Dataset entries
+ + + +

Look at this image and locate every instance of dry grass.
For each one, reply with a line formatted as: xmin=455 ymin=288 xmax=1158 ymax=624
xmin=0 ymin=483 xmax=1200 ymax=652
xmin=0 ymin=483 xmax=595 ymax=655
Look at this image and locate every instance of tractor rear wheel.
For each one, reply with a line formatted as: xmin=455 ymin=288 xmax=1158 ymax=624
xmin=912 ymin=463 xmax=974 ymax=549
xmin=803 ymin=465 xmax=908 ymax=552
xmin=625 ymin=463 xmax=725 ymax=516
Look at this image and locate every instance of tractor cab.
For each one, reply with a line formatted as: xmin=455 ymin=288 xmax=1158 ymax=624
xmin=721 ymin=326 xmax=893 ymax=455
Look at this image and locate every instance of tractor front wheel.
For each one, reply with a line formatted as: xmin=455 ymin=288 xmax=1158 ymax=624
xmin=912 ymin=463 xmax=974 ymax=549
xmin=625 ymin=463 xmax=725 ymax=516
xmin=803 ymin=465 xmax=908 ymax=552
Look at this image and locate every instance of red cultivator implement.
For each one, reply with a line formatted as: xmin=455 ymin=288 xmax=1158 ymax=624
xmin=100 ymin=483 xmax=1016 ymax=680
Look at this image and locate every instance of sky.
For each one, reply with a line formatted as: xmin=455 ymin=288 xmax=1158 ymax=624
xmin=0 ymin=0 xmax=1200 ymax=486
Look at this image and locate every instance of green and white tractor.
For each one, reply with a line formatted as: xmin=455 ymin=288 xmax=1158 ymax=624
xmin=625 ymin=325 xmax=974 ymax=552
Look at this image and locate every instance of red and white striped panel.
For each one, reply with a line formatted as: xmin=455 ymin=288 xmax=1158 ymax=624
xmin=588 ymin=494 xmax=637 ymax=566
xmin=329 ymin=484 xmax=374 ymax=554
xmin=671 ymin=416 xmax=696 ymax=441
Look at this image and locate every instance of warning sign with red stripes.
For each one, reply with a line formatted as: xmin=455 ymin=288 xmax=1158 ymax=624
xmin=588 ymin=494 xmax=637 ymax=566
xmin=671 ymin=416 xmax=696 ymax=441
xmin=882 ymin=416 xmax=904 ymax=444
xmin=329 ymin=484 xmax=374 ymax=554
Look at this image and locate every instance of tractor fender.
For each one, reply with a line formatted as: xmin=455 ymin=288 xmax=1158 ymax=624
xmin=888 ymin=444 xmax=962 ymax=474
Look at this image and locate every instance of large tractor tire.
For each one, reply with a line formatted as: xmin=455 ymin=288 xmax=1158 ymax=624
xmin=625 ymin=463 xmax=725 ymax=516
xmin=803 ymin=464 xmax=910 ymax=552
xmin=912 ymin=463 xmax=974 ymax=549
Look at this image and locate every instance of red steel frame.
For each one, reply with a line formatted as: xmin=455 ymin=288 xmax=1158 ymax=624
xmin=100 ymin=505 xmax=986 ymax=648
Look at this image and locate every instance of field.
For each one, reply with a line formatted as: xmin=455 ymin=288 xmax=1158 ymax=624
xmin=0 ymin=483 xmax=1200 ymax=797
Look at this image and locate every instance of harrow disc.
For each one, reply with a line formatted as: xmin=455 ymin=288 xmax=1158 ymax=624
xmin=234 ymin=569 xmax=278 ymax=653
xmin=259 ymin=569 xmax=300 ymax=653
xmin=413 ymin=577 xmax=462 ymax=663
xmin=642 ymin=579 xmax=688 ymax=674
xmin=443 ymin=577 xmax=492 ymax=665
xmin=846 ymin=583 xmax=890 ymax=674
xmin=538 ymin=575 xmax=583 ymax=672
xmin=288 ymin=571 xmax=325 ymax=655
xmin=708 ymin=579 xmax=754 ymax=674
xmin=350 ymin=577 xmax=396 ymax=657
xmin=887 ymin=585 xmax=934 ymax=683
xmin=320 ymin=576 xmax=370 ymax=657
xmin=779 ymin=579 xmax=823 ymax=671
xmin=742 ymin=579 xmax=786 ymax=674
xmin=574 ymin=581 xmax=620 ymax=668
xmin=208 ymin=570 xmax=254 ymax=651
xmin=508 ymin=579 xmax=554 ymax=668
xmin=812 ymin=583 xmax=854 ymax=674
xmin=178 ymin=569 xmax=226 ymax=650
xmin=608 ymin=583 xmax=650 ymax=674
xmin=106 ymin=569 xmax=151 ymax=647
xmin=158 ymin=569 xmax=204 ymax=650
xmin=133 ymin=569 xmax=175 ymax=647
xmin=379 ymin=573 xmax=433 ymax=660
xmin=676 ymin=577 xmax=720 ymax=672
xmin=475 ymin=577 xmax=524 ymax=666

+ + + +

→ **THE EXERCISE**
Change "locate every instance of" to "find all instances of" throughout the lines above, leaving everything else as it is.

→ **OUTPUT OF THE TASK**
Look at this image and find all instances of dry grass.
For each one, reply with a line formatted as: xmin=455 ymin=288 xmax=1158 ymax=624
xmin=0 ymin=483 xmax=1200 ymax=652
xmin=0 ymin=483 xmax=595 ymax=655
Look at this image and find all instances of tractor rear wheel.
For each one, reply with a line formatted as: xmin=455 ymin=288 xmax=1158 ymax=624
xmin=912 ymin=463 xmax=974 ymax=549
xmin=803 ymin=465 xmax=908 ymax=552
xmin=625 ymin=463 xmax=725 ymax=516
Look at this image and find all instances of tractor cab.
For each one, reply with a line formatted as: xmin=455 ymin=288 xmax=1158 ymax=624
xmin=721 ymin=326 xmax=893 ymax=455
Look at this image and find all instances of tractor front wheel.
For each one, reply with a line formatted as: xmin=455 ymin=288 xmax=1158 ymax=624
xmin=912 ymin=463 xmax=974 ymax=549
xmin=625 ymin=463 xmax=725 ymax=516
xmin=803 ymin=465 xmax=908 ymax=552
Look at this image and find all instances of red cultivator implement.
For each one, reply with a line formatted as: xmin=455 ymin=288 xmax=1158 ymax=624
xmin=100 ymin=483 xmax=1016 ymax=680
Look at this image and find all instances of sky.
For each one, reply with a line formatted as: xmin=455 ymin=288 xmax=1158 ymax=624
xmin=0 ymin=0 xmax=1200 ymax=486
Look at this image and find all instances of green and white tractor.
For each one, reply with a line formatted as: xmin=455 ymin=288 xmax=1158 ymax=624
xmin=625 ymin=325 xmax=974 ymax=552
Look at this image and find all instances of red and white striped panel.
For each one, reply with a line formatted as: xmin=455 ymin=288 xmax=1158 ymax=624
xmin=588 ymin=494 xmax=637 ymax=566
xmin=329 ymin=484 xmax=374 ymax=554
xmin=671 ymin=416 xmax=696 ymax=441
Look at this image and find all instances of warning sign with red stripes.
For each one, reply with a line formatted as: xmin=455 ymin=288 xmax=1158 ymax=624
xmin=588 ymin=494 xmax=637 ymax=566
xmin=671 ymin=416 xmax=696 ymax=441
xmin=882 ymin=416 xmax=904 ymax=444
xmin=329 ymin=484 xmax=374 ymax=554
Look at this image and find all instances of tractor fender.
For each one, reply with a line formatted as: xmin=455 ymin=288 xmax=1158 ymax=624
xmin=888 ymin=444 xmax=962 ymax=474
Look at this image and find all instances of large tractor tire.
For each one, reply with a line formatted as: xmin=455 ymin=288 xmax=1158 ymax=624
xmin=625 ymin=463 xmax=725 ymax=516
xmin=803 ymin=464 xmax=910 ymax=552
xmin=912 ymin=463 xmax=974 ymax=549
Look at this image and find all instances of red steel frame.
For each one, reply with a line formatted as: xmin=455 ymin=288 xmax=1158 ymax=624
xmin=100 ymin=505 xmax=986 ymax=648
Look at this image and find all instances of field.
For each one, reply with a line formatted as: xmin=455 ymin=288 xmax=1158 ymax=624
xmin=0 ymin=483 xmax=1200 ymax=797
Look at this image and find all instances of harrow disc.
For each one, reply with a line formatted as: xmin=455 ymin=288 xmax=1158 ymax=624
xmin=234 ymin=569 xmax=278 ymax=653
xmin=259 ymin=569 xmax=300 ymax=653
xmin=413 ymin=577 xmax=462 ymax=663
xmin=642 ymin=579 xmax=688 ymax=674
xmin=443 ymin=577 xmax=492 ymax=665
xmin=846 ymin=583 xmax=890 ymax=674
xmin=538 ymin=575 xmax=583 ymax=672
xmin=288 ymin=571 xmax=325 ymax=655
xmin=708 ymin=579 xmax=754 ymax=674
xmin=350 ymin=577 xmax=396 ymax=657
xmin=887 ymin=585 xmax=934 ymax=683
xmin=320 ymin=576 xmax=370 ymax=657
xmin=779 ymin=579 xmax=823 ymax=671
xmin=742 ymin=579 xmax=786 ymax=674
xmin=574 ymin=581 xmax=620 ymax=668
xmin=208 ymin=570 xmax=254 ymax=651
xmin=508 ymin=579 xmax=554 ymax=668
xmin=812 ymin=583 xmax=854 ymax=674
xmin=178 ymin=569 xmax=226 ymax=650
xmin=608 ymin=583 xmax=650 ymax=674
xmin=106 ymin=569 xmax=151 ymax=647
xmin=158 ymin=569 xmax=204 ymax=650
xmin=133 ymin=569 xmax=175 ymax=647
xmin=379 ymin=573 xmax=433 ymax=660
xmin=676 ymin=577 xmax=720 ymax=672
xmin=475 ymin=577 xmax=524 ymax=666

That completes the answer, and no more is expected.